Istruzioni:
1) Elenca tutti i valori numerici che compaiono nel testo sull'inflazione in Italia, ciascuno con l'unità o il riferimento che lo accompagna.
2) Nel testo sull'inflazione in Italia, quale strada indica Monacelli come quella corretta?

Testo di riferimento:

# # # # # # #

In Italia, poi, il fenomeno inflattivo ha una doppia origine: da una parte una forte domanda derivante dai trasferimenti pubblici originati dalle politiche di contrasto ai danni economici del Covid e dall’altra l’incremento dei costi energetici. Del resto, nel 2022 ammontano a 52 miliardi di euro le misure contro il rincaro dei prezzi introdotte dal Governo Draghi a favore di famiglie e imprese. Una cifra importante, pari a 3 punti percentuali di Pil, che include anche i 17 miliardi di euro previsti dal decreto Aiuti bis. «Come ulteriore risposta – spiega ancora Monacelli – vi è stato un incremento di salari e pensioni che non fa altro che aumentare il ‘contagio’ dell’inflazione. La strada corretta è quella di un sacrificio iniziale su salari e pensioni compensata poi da un progressivo raffreddamento del fenomeno inflattivo».

# # # # # # #

Righe fornite:
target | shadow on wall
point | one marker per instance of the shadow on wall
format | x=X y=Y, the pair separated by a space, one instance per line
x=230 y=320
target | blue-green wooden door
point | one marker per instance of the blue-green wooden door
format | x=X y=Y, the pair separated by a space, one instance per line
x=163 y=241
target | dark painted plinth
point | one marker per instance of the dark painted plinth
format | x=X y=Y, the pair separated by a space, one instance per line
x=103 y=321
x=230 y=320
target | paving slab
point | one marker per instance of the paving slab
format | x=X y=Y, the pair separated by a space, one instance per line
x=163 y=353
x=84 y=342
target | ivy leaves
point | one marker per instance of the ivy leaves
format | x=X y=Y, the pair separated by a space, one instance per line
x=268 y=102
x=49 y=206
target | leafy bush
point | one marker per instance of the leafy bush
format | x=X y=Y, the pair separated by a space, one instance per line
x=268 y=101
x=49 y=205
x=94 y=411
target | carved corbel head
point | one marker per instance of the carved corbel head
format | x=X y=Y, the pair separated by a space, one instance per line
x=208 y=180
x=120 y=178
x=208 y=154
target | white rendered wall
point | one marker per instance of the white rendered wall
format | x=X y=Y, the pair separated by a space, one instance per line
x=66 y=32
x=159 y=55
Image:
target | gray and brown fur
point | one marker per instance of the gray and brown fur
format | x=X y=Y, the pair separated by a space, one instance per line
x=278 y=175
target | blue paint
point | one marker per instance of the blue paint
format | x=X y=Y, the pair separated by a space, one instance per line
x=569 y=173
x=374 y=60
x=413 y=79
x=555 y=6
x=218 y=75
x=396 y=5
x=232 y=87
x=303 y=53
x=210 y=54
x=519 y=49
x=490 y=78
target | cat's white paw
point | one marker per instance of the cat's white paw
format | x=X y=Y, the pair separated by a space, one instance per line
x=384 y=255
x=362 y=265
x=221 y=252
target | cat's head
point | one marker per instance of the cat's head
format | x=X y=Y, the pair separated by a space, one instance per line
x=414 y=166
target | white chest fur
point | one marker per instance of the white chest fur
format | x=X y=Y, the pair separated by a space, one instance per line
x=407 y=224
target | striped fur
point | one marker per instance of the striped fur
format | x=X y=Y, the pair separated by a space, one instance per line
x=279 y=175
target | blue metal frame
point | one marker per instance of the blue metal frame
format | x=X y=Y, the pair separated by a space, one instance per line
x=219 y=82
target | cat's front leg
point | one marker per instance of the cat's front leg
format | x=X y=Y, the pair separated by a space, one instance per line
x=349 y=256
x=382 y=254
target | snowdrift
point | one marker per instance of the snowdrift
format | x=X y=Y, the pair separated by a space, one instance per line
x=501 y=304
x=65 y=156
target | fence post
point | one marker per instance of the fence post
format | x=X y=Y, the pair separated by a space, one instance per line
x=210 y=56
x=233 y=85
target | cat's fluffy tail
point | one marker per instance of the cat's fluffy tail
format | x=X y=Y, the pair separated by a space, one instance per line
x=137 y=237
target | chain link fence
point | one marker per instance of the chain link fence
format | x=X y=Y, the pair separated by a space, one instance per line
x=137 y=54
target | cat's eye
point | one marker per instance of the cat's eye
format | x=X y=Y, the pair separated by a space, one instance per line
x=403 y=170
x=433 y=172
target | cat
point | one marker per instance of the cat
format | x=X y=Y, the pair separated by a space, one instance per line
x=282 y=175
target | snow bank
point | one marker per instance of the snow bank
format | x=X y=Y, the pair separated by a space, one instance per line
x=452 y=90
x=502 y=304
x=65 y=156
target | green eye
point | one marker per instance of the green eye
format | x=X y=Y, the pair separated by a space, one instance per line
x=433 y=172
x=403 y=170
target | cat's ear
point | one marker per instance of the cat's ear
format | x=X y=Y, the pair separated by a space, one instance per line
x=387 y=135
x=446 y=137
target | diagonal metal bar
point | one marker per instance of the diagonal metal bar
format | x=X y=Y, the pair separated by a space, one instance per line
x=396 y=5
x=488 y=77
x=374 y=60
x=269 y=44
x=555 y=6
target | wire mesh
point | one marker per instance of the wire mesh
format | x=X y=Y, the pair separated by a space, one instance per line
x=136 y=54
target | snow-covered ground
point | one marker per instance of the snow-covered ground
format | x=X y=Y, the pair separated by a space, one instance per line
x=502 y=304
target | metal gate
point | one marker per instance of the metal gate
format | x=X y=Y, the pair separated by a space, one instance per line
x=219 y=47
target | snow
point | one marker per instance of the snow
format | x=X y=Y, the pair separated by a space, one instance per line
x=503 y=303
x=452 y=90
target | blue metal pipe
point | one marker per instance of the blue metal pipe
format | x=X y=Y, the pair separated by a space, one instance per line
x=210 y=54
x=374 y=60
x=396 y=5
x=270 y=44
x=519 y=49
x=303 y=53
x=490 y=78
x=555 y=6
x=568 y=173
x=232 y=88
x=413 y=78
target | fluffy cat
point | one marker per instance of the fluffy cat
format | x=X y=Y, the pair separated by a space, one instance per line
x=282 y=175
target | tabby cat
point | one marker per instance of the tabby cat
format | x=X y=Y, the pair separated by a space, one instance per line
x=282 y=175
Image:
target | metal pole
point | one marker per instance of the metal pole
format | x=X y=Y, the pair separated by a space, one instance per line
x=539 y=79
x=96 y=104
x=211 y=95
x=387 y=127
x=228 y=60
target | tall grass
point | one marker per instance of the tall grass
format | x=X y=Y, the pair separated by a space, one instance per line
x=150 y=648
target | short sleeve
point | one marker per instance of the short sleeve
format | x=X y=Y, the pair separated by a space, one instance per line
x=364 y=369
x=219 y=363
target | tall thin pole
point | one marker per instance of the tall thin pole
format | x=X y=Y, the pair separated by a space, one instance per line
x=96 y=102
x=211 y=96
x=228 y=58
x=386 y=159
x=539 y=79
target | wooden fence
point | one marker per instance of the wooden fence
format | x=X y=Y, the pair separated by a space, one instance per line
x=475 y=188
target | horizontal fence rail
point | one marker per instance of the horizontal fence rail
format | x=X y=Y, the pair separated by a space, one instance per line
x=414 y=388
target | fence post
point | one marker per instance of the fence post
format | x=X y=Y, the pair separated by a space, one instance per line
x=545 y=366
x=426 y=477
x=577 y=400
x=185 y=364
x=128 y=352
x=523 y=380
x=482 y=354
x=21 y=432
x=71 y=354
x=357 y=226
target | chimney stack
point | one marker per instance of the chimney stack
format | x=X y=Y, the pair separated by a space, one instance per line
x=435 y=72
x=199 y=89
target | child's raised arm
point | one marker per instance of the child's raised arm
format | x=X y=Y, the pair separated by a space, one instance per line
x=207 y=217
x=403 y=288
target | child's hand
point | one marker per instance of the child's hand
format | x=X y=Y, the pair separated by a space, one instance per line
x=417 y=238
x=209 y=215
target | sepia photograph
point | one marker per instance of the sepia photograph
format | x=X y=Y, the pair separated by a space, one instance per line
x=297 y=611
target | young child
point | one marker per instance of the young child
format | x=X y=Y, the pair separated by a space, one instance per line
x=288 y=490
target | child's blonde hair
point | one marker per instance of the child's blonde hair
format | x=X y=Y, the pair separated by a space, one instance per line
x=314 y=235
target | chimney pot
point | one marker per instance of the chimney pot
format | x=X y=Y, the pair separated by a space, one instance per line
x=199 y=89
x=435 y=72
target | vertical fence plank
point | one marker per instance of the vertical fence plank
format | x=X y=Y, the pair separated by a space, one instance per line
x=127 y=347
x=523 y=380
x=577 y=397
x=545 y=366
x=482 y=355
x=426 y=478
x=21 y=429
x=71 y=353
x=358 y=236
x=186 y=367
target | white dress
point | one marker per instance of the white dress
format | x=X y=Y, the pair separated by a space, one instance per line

# # # # # # #

Esercizi svolti:
1) 2022 (anno); 52 miliardi di euro; 3 punti percentuali di Pil; 17 miliardi di euro.

2) Un sacrificio iniziale su salari e pensioni, compensato poi da un progressivo raffreddamento del fenomeno inflattivo.